=== Fragmento ===
1. No hay poder Ejecutivo

El Gobierno se ha empeñado durante esta legislatura en convertir al Parlamento, más que nunca, en un teatro. Lo dicen con lucidez algunos actores y lo comprobamos cada día. Arrasando con su mayoría absoluta, las decisiones fundamentales se discuten en los despachos de Génova 13, sede del Partido Popular. Los debates del Parlamento son inservibles a efectos de tomar decisiones. Reconvertido en mero espacio de debate impostado, el poder deliberativo del Estado agoniza. El estropicio realizado sobre el tercero de los pilares clásicos, el judicial, no le va a la zaga.

Sin Parlamento ni Justicia independientes como contrapesos, al gobierno solo le queda sacar pecho como ejecutivo. Tirando solos con un gabinete donde abunda la experiencia administrativa y empresarial, seguramente pensaron que sería fácil presumir de buena gestión, de aquello que según ellos siempre le ha faltado a la izquierda soñadora.
===
*Ejercicios:*
**1.** Enumera, sin repetir ninguna, las palabras del fragmento que llevan mayúscula inicial sin ser la primera palabra de una oración o del título.
**2.** Reproduce sin cambios el pasaje del fragmento que va desde "Sin Parlamento ni" hasta "la izquierda soñadora.".
=== Material de consulta ===
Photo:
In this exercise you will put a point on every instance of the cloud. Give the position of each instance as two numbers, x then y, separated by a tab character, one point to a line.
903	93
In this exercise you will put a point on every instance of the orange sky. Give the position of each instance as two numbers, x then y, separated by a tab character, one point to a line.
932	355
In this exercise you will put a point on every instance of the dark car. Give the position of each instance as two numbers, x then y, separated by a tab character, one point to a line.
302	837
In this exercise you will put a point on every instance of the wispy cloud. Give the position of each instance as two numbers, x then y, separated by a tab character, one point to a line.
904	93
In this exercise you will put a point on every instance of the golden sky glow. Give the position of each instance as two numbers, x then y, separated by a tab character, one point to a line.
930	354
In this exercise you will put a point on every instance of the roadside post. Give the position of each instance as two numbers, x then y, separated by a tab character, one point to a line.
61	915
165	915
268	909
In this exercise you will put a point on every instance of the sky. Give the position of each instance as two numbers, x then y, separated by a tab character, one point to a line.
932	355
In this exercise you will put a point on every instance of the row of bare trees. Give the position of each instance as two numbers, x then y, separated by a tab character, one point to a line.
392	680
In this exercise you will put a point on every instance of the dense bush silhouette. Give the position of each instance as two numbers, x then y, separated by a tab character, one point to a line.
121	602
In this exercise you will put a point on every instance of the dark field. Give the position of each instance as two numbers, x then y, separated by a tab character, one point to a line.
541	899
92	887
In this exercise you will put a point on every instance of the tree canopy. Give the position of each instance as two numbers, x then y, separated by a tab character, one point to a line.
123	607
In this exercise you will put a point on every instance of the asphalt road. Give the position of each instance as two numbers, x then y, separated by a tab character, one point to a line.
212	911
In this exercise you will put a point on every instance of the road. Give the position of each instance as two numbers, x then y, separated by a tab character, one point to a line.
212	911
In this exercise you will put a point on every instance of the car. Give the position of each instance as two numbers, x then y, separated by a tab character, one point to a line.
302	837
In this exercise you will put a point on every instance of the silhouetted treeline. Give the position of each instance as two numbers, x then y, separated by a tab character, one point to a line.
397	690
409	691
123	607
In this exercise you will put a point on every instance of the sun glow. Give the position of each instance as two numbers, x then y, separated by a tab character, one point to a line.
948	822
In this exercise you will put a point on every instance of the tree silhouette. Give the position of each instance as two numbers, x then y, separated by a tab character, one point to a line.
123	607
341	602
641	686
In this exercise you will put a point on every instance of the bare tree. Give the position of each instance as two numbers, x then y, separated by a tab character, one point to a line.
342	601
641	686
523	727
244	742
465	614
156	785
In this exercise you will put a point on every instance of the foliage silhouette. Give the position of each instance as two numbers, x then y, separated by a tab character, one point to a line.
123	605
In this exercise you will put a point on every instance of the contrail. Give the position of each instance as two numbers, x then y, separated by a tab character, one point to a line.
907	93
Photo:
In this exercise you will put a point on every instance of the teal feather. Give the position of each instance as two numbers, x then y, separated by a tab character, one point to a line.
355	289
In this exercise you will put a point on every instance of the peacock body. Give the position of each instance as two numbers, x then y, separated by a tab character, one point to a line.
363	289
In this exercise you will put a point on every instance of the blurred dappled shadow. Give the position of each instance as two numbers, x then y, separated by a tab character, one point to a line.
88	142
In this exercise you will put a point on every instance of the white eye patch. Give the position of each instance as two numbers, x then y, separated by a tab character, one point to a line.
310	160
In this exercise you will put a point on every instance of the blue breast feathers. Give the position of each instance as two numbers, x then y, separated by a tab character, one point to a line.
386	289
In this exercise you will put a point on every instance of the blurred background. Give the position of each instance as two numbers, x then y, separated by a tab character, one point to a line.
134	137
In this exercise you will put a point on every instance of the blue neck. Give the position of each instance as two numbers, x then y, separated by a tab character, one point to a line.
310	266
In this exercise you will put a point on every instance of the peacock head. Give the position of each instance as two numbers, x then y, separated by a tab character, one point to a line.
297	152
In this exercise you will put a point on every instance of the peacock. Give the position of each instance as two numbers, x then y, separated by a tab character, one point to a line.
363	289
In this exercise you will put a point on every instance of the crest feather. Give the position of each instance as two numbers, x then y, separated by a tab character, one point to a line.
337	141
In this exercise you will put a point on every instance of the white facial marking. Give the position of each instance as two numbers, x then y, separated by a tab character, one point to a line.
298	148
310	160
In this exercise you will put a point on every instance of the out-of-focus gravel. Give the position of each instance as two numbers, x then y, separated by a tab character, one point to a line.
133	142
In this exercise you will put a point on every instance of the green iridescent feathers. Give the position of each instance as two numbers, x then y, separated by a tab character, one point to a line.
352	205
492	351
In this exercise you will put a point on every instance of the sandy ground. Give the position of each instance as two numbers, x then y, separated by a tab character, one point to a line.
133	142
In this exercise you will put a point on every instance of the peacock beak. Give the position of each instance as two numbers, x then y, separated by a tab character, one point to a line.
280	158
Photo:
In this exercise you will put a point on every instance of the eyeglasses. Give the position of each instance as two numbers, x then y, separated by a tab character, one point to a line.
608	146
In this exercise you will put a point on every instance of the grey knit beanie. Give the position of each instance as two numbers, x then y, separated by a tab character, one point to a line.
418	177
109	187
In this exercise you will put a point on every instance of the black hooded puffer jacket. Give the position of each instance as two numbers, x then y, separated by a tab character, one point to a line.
===
*Soluciones:*
**1.** Ejecutivo, Gobierno, Parlamento, Génova, Partido, Popular, Estado, Justicia

**2.**
Sin Parlamento ni Justicia independientes como contrapesos, al gobierno solo le queda sacar pecho como ejecutivo. Tirando solos con un gabinete donde abunda la experiencia administrativa y empresarial, seguramente pensaron que sería fácil presumir de buena gestión, de aquello que según ellos siempre le ha faltado a la izquierda soñadora.